▶ **Page excerpt**:
** start **

Fix of erroneous definition of stochastic term in smesolve

CHANGELOG.md

@@ -8,6 +8,7 @@ and this project adheres to [Semantic Versioning](https://semver.org/spec/v2.0.0
 ## [Unreleased](https://github.com/qutip/QuantumToolbox.jl/tree/main)
 
 - Rename `sparse_to_dense` as `to_dense` and `dense_to_sparse` as `to_sparse`. ([#392])
+- Fix erroneous definition of the stochastic term in `smesolve`. ([#393])
 
 ## [v0.26.0]
 Release date: 2025-02-09
@@ -118,3 +119,4 @@ Release date: 2024-11-13
 [#388]: https://github.com/qutip/QuantumToolbox.jl/issues/388
 [#389]: https://github.com/qutip/QuantumToolbox.jl/issues/389
 [#392]: https://github.com/qutip/QuantumToolbox.jl/issues/392
+[#393]: https://github.com/qutip/QuantumToolbox.jl/issues/393

src/time_evolution/smesolve.jl

@@ -3,7 +3,7 @@ export smesolveProblem, smesolveEnsembleProblem, smesolve
 _smesolve_generate_state(u, dims) = QuantumObject(vec2mat(u), type = Operator, dims = dims)

** end **

▶ **Task 1**: Duplicate the page excerpt from "src/time_evolution/smesolve.jl" to "dims = dims)".
▶ **Task 2**:
Answer these questions from the page excerpt:
(a) What new name does `sparse_to_dense` get?
(b) What release date is listed for v0.26.0?
(c) What file path is given after the CHANGELOG.md section?
▶ **Task 3**:
Does each statement agree with the page excerpt? Answer yes or no and quote the words that decide it.
(a) The fix for the stochastic term in `smesolve` is tied to #393.
(b) `dense_to_sparse` is renamed as `to_dense`.
(c) The project adheres to Semantic Versioning.

▶ **Recorded data**:
** start **

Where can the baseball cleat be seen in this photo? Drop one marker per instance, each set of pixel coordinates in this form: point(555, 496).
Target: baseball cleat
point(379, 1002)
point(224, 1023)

** end **

▶ **Exercise response 1**:
src/time_evolution/smesolve.jl

@@ -3,7 +3,7 @@ export smesolveProblem, smesolveEnsembleProblem, smesolve
 _smesolve_generate_state(u, dims) = QuantumObject(vec2mat(u), type = Operator, dims = dims)

▶ **Exercise response 2**:
(a) `to_dense`
(b) 2025-02-09
(c) src/time_evolution/smesolve.jl

▶ **Exercise response 3**:
(a) Yes: "Fix erroneous definition of the stochastic term in `smesolve`. ([#393])"
(b) No: "`dense_to_sparse` as `to_sparse`"
(c) Yes: "this project adheres to [Semantic Versioning]"